Opening up the big questions

John Sawatsky has made a career of asking the right questions.

Opening up the big questions

John Sawatsky has the kind of reputation that makes my opening an uncharacteristic one.

“Be gentle on me,” I say.

The Canadian’s response is to laugh: “Hey, you be gentle on me.”

Sawatsky has a title, senior director of talent for ESPN, but he don’t use that.

“I consider myself an interview coach. ESPN is a big organisation, obviously, the dominant sports network in the US with about 85% of the sports market here.

“With six or seven networks in the US, the second biggest sports magazine after Sports Illustrated, a radio network, a huge online presence — we have a lot of people doing interviews. A lot of interviewing going on.

“As far as I know, ESPN is the only organisation in the US, if not the world, with an interview coach.”

Sawatsky is known as the man who conducts workshops in interviewing which have reduced seasoned interviewers to jelly as they find their technique reduced, reworked and rebuilt.

“I have seven deadly interviewing sins when I give my workshop, and closed questions are probably the worst. Maybe two thirds of the questions that journalists ask are close-ended.”

If you’re unsure, a close-ended question is one that’s answered with a yes or no; clearly that doesn’t help an interview progress. But that’s not the only pitfall.

> _PROVIDED MATERIAL_:
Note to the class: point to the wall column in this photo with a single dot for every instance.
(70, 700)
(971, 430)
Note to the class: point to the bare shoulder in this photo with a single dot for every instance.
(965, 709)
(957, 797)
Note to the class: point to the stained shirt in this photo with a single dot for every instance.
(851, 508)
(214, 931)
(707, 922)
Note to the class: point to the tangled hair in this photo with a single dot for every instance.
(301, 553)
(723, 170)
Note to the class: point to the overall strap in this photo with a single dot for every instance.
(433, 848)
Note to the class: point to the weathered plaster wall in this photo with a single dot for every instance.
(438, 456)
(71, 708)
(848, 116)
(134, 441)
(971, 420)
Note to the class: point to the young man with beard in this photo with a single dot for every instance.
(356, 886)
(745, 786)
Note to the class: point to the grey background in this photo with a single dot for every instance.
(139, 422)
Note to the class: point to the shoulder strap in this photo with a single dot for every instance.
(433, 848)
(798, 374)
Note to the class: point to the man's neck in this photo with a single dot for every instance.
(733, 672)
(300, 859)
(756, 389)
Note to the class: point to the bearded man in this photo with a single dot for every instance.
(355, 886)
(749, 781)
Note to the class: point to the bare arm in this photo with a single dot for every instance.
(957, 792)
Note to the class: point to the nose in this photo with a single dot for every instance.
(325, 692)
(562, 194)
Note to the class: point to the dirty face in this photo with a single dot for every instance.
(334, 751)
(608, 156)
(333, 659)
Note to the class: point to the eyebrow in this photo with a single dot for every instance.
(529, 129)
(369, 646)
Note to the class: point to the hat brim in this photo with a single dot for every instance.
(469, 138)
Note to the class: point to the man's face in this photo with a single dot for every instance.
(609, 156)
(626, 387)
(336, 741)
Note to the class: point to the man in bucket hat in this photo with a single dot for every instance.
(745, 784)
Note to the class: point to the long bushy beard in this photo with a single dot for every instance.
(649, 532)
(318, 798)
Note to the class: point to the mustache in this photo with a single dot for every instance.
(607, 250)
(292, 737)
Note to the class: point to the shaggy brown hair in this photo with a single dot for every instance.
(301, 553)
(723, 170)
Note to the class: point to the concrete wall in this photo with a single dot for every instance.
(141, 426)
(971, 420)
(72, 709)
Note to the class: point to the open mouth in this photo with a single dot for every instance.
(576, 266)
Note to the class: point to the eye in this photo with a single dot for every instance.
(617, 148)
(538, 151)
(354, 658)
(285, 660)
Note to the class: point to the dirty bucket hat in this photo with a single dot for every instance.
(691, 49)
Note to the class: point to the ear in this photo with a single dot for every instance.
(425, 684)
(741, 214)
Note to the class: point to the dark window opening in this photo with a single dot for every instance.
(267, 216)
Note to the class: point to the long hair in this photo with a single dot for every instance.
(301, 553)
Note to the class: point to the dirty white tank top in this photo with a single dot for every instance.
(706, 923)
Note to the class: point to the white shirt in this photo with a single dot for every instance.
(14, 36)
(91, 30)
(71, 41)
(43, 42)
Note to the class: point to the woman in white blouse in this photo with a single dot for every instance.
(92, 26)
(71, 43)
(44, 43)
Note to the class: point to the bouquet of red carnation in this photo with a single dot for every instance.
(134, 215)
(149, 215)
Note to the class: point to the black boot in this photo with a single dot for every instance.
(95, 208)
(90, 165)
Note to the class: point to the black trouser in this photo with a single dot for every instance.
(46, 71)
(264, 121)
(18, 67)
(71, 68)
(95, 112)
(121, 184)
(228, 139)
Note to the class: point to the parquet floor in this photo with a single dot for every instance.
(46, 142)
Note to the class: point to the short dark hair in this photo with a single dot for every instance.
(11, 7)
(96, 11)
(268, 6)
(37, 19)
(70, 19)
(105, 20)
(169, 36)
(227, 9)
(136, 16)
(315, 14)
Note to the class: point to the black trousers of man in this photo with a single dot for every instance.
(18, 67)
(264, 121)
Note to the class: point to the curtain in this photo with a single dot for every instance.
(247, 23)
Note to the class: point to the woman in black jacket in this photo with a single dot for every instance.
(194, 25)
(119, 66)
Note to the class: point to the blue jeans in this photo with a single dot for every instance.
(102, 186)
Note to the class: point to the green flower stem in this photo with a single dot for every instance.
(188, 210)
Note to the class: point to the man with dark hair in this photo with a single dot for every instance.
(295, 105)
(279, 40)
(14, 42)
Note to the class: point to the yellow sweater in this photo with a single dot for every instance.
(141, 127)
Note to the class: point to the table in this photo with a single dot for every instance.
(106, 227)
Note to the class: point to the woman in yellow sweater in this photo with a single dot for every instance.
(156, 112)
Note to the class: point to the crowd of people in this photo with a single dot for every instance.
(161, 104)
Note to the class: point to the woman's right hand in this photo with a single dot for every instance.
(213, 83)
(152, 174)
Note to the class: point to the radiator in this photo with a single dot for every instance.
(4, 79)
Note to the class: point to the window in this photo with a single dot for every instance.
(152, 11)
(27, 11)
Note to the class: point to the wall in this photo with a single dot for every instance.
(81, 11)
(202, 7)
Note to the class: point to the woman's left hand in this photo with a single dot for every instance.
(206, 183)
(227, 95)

> _WHAT TO WORK ON_:
a: Copy the article on John Sawatsky, everything from "John Sawatsky has the" down to "sports market here.".
b: Based on the article on John Sawatsky, decide whether each statement is true, and support each answer with the deciding words quoted from the article. (i) Sawatsky goes by his title of senior director of talent. (ii) ESPN holds about 85% of the US sports market. (iii) Sawatsky ranks closed questions as probably the worst of his seven deadly interviewing sins.
c: Pick up the article on John Sawatsky after its final sentence and keep writing it.

> _SOLVED TASKS_:
a:
John Sawatsky has the kind of reputation that makes my opening an uncharacteristic one.

“Be gentle on me,” I say.

The Canadian’s response is to laugh: “Hey, you be gentle on me.”

Sawatsky has a title, senior director of talent for ESPN, but he don’t use that.

“I consider myself an interview coach. ESPN is a big organisation, obviously, the dominant sports network in the US with about 85% of the sports market here.

b:
(i) No: "but he don’t use that."
(ii) Yes: "the dominant sports network in the US with about 85% of the sports market here."
(iii) Yes: "closed questions are probably the worst."

c:
“Deadly sin number one is failing to ask a question. One in five questions aren’t questions, they’re statements. That makes a difference.

“Deadly sin number two, then, is the double-barrelled question, asking two questions at once.”

Guilty, by the way.

“Well, before I run through the seven deadly sins in the workshop I always tell those present that if any of them who can claim to be innocent of any one of them, then let me know — because they’d be the first.

“Once you become aware of it, you can improve. You have to become aware of those sins to change your behaviour.”

Sometimes there are other factors. Sawatsky acknowledges that a group scene outside a dressing room, for instance, is not conducive to great insight.

“If you’re competing with other reporters, and I used to be a political reporter in Canada, and I know that situation well, then it’s hard.

“Another reporter competing with you can ruin your questioning line. There are times when I felt like I wanted to punch some of my colleagues because they did a lot of damage.

“There are a lot of points of vulnerability, and that’s one of them — and that’s why it’s better to do interviews one on one.

“If you have more than one interviewer you have more than one goal — the other journalists have their own goals, their own paths they want the interview to go down, and they destroy each other.”

Is sports different to other areas, given you’re asking people to explaining things and they may not be equipped to do so?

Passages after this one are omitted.